* Quoted passage *
----

KANDAHAR, Afghanistan (AP) – A suicide bomber in a car struck a NATO-Afghan military convoy Tuesday, killing one civilian and wounding two others, a day after a bomb at a market left 21 civilians dead and 43 wounded, officials said.
Another bomb, detonated by remote control, killed two police on patrol in Helmand province, an official said.
The suicide bomber hit the military convoy on the main road linking Kandahar with the city’s airport, said. Col. Sher Shah, who was in the convoy. No NATO soldiers were wounded. A civilian driving near the convoy died in the blast, while another civilian and an Afghan soldier were wounded, Shah said.
The Taliban have increased suicide attacks this year, borrowing tactics from militants in Iraq. The escalation in the Taliban insurgency has stoked bitter fighting. More than 1,600 people, mostly militants, have died across Afghanistan in the past four months, according to an Associated Press tally of reports by U.S., NATO and Afghan officials.

----

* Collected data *
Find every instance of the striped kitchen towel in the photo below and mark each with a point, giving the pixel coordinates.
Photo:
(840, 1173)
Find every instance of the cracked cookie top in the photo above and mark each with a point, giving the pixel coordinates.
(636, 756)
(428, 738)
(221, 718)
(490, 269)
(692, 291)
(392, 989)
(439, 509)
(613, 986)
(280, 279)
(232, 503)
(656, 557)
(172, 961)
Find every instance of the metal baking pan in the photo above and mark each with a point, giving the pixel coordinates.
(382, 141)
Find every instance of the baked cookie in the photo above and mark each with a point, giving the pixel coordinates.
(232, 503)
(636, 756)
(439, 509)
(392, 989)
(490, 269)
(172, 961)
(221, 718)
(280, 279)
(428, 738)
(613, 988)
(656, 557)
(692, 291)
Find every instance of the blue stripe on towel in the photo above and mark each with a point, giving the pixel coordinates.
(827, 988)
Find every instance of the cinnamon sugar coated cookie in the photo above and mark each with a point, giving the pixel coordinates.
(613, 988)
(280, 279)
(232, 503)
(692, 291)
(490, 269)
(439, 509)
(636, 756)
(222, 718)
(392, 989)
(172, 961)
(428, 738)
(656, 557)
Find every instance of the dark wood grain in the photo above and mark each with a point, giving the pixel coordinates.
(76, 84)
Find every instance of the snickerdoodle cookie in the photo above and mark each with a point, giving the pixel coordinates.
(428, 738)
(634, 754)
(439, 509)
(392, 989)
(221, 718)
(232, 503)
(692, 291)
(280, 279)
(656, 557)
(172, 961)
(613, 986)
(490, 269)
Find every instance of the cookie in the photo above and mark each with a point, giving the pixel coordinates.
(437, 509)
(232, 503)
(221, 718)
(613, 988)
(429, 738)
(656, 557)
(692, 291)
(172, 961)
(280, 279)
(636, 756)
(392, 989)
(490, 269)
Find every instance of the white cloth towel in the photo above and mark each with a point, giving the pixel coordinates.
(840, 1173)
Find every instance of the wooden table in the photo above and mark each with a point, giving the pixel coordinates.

----

* Task set *
A. According to the Kandahar attack report, how many people have died across Afghanistan in the past four months?
B. Please write out everything in the Kandahar attack report from "The suicide bomber" down to "wounded, Shah said.", substituting "Afghan police officer" for "Afghan soldier".

* Responses per task *
A. More than 1,600 people, mostly militants.

B.
The suicide bomber hit the military convoy on the main road linking Kandahar with the city’s airport, said. Col. Sher Shah, who was in the convoy. No NATO soldiers were wounded. A civilian driving near the convoy died in the blast, while another civilian and an Afghan police officer were wounded, Shah said.